▸ **ASSIGNMENT**:
Exactly the lines from the one with "formatted like (1160,70)." to the end of the listing must be repeated, both ends included, with nothing added.

▸ **RECORD EXCERPTS**:

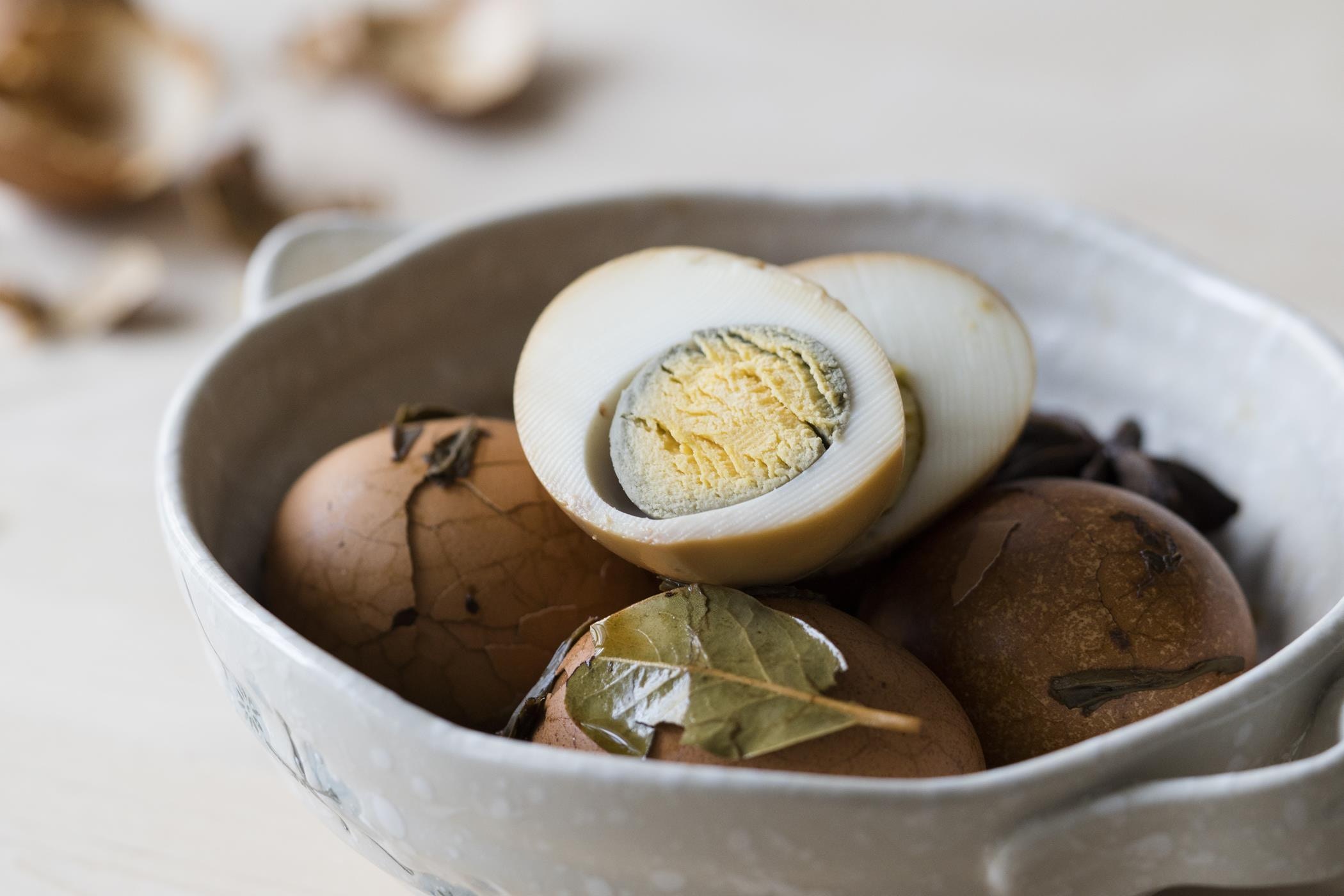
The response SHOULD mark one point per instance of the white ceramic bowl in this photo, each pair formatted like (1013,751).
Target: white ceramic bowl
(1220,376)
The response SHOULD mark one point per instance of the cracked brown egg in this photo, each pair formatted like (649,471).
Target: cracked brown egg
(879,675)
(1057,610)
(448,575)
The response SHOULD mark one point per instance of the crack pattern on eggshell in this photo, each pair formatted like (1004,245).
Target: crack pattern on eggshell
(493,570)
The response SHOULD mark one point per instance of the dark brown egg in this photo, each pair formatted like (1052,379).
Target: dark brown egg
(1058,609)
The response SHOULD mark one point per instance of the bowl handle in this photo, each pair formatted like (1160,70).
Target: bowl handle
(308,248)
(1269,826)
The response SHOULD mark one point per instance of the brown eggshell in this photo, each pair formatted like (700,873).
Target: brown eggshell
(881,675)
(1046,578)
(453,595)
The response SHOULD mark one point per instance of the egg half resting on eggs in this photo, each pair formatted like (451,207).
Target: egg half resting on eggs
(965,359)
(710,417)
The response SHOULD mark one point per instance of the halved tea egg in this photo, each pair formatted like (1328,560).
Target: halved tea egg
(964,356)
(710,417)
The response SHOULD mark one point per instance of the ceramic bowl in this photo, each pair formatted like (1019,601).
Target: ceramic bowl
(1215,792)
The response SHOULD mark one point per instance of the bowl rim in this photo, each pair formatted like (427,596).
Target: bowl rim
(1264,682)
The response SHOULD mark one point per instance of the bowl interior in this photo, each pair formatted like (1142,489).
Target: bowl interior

▸ **OUTPUT**:
The response SHOULD mark one point per instance of the bowl handle in this photo, each pair formatted like (1160,70).
Target: bowl handle
(308,248)
(1269,826)
The response SHOULD mark one point per instance of the brown eggshell in this photo, each pair formatted like (700,873).
Target: brown eggshell
(881,675)
(1046,578)
(453,595)
The response SHOULD mark one point per instance of the egg half resting on eggs in this photo, each pair formatted like (451,207).
Target: egg half resting on eggs
(965,359)
(710,417)
The response SHOULD mark one point per instance of the halved tea egg in this photo, each pair formatted like (1328,560).
Target: halved tea egg
(964,356)
(710,417)
The response SHOULD mark one point per instance of the ceramic bowl in this photo, each pair formatted like (1019,601).
Target: ceramic bowl
(1215,792)
The response SHOULD mark one point per instance of the bowl rim in this photo, each pair formatted like (427,596).
Target: bowl rim
(1264,682)
The response SHOULD mark one point per instance of the bowl interior in this photo, each pair formatted like (1142,489).
Target: bowl interior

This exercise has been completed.